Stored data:
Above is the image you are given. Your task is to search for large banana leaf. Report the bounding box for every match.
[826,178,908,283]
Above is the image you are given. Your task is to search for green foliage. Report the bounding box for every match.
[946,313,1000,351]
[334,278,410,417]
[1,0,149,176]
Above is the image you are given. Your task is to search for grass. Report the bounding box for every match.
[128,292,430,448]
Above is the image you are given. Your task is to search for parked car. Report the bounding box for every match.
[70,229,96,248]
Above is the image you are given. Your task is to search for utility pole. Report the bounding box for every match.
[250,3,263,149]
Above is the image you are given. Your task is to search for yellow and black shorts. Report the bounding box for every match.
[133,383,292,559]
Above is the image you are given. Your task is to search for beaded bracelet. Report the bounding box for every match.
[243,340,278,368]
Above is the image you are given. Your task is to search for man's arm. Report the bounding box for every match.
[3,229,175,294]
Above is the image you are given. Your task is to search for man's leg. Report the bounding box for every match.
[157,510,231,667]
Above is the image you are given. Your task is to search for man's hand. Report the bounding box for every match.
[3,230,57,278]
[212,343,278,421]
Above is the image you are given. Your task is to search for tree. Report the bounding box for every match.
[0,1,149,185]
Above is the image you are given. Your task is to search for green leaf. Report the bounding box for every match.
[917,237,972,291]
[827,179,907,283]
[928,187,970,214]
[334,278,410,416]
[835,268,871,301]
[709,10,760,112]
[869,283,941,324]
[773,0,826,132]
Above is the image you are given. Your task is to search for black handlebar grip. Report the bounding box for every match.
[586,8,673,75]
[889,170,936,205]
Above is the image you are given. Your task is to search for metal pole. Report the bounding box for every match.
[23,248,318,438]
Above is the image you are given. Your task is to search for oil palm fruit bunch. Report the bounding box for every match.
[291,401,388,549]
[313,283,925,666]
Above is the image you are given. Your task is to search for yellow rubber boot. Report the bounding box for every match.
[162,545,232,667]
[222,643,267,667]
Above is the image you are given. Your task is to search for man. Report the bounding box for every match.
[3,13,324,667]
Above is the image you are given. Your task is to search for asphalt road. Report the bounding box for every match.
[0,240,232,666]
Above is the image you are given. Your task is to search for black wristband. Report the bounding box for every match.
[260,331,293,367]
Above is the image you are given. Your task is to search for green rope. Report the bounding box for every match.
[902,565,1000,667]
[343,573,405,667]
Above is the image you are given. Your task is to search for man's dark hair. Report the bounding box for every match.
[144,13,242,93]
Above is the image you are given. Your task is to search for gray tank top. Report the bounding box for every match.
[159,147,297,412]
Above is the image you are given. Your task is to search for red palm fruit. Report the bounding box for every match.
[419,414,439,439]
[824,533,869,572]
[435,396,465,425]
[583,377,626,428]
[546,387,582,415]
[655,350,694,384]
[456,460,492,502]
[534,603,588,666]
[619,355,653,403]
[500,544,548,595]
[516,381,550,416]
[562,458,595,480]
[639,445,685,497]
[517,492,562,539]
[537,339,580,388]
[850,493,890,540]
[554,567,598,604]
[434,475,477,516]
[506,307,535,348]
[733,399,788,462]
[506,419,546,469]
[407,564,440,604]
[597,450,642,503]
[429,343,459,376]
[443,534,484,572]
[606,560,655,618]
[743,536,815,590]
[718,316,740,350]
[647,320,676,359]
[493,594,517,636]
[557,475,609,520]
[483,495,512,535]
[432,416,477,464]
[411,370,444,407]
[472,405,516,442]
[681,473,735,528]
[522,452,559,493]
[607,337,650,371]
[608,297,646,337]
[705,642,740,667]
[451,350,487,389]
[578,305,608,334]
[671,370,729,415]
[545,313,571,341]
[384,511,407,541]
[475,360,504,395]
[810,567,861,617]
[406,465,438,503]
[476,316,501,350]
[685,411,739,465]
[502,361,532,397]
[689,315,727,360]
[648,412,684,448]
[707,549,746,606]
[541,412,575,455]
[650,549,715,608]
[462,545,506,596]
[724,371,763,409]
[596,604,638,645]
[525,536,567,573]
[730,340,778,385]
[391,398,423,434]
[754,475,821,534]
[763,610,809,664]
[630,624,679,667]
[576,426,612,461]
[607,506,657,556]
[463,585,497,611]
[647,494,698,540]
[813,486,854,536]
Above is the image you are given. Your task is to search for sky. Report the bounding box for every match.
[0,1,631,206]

Exercise prompt:
Copy each entry exactly. Omit none.

Reply:
Above is the image you are given. Your task is to search for large banana leaf. Report the bounding box for every match.
[826,178,908,283]
Above is the image you are given. Your task is to search for green foliage. Report the bounding box for every match.
[946,313,1000,351]
[334,278,410,417]
[1,0,149,176]
Above is the image you are given. Your task is to search for grass. Report the bounding box for every match.
[128,292,430,448]
Above is the image you are given. Your task is to search for parked car. Report the bounding box for every match.
[70,229,96,248]
Above is the image you are given. Your task is to search for utility pole. Report the bounding box for every match.
[250,3,263,149]
Above is the image you are given. Your task is to search for yellow and black shorts. Report the bounding box for every match.
[133,383,292,559]
Above is the image you are given. Your task is to search for beaded bracelet. Report the bounding box for every match.
[243,340,278,368]
Above is the image you are given. Your task is to search for man's arm. Report the bounding box for every match.
[3,229,175,294]
Above is the image you are given. Your task is to search for man's leg. Report the bounding box for every match.
[157,510,231,667]
Above is the image you are given. Your task is to search for man's hand. Report the bounding box for every match.
[3,230,57,278]
[212,343,278,421]
Above is the image you are given. Your task is to search for tree. Report the bounding box for every match.
[0,1,149,185]
Above is the image you are given. Your task is to search for green leaf. Report the bounding box for every match.
[917,237,972,291]
[827,179,907,283]
[928,187,970,214]
[334,278,410,416]
[835,268,871,301]
[709,10,760,112]
[869,283,941,324]
[773,0,826,132]
Above is the image you are given. Your task is to search for black handlebar grip. Report the bounding box for every match.
[586,8,673,75]
[889,170,936,205]
Above is the image you are given. Your task is to search for metal pole. Report the bounding box for every match.
[23,248,318,438]
Above is the image you are given. Your task is to search for oil palm fruit bunch. Report the bounding box for every match.
[291,401,388,549]
[313,283,925,666]
Above is the image you are given. Your task is to search for yellow rubber boot. Report the bounding box for every match.
[162,545,232,667]
[222,643,267,667]
Above is the image you are given. Your task is to search for man. Report the bounding box for every match.
[3,13,324,667]
Above is the image you are given. Your task is to search for asphalt road. Report the bounding box for every match.
[0,240,232,666]
Above is the image you are given. Your task is to search for black wristband. Report the bounding box for every match.
[260,331,293,367]
Above is the image you are given. Your task is to search for green rope. Report the bounding box for every match.
[902,565,1000,667]
[343,573,405,667]
Above is the image you are given. Your task is to search for man's dark hair. Report the bounding box for every match.
[144,13,242,93]
Above is the image you are given. Your task is to search for gray tank top. Report the bounding box for every match.
[159,147,297,412]
Above is the image you are given. Your task is to search for red palm fruit. Report the bounding box for every match.
[419,414,439,439]
[824,533,869,572]
[435,396,465,425]
[583,377,626,428]
[546,387,582,415]
[655,350,694,384]
[456,460,492,502]
[534,603,588,666]
[619,355,653,403]
[500,544,548,595]
[516,381,550,416]
[562,458,595,480]
[639,445,685,497]
[517,492,562,539]
[537,339,580,388]
[850,493,890,540]
[554,567,598,604]
[434,475,477,516]
[506,307,535,348]
[733,399,788,462]
[506,419,546,469]
[407,564,440,604]
[597,450,642,503]
[429,343,459,376]
[443,534,484,572]
[606,560,655,618]
[743,536,815,590]
[718,316,740,350]
[647,320,676,359]
[493,594,517,636]
[557,475,609,520]
[483,495,512,535]
[432,416,477,464]
[411,370,444,407]
[472,405,516,442]
[681,473,735,528]
[522,452,559,493]
[607,337,650,371]
[608,297,646,337]
[705,642,740,667]
[451,350,487,389]
[578,305,608,334]
[671,370,729,415]
[545,313,571,341]
[384,511,407,541]
[475,360,504,395]
[810,567,861,617]
[406,465,438,503]
[476,316,501,350]
[685,411,739,465]
[502,361,532,397]
[689,315,727,360]
[648,412,684,448]
[707,549,746,606]
[541,412,575,455]
[650,549,715,608]
[462,545,506,596]
[724,371,763,409]
[596,604,638,645]
[525,536,567,573]
[730,340,778,385]
[391,398,423,434]
[754,475,821,534]
[763,610,809,664]
[630,624,679,667]
[576,426,612,461]
[607,506,657,556]
[463,585,497,611]
[647,494,698,540]
[813,486,854,536]
Above is the image you are given. Your task is to search for sky. Report the bounding box for every match.
[0,1,631,206]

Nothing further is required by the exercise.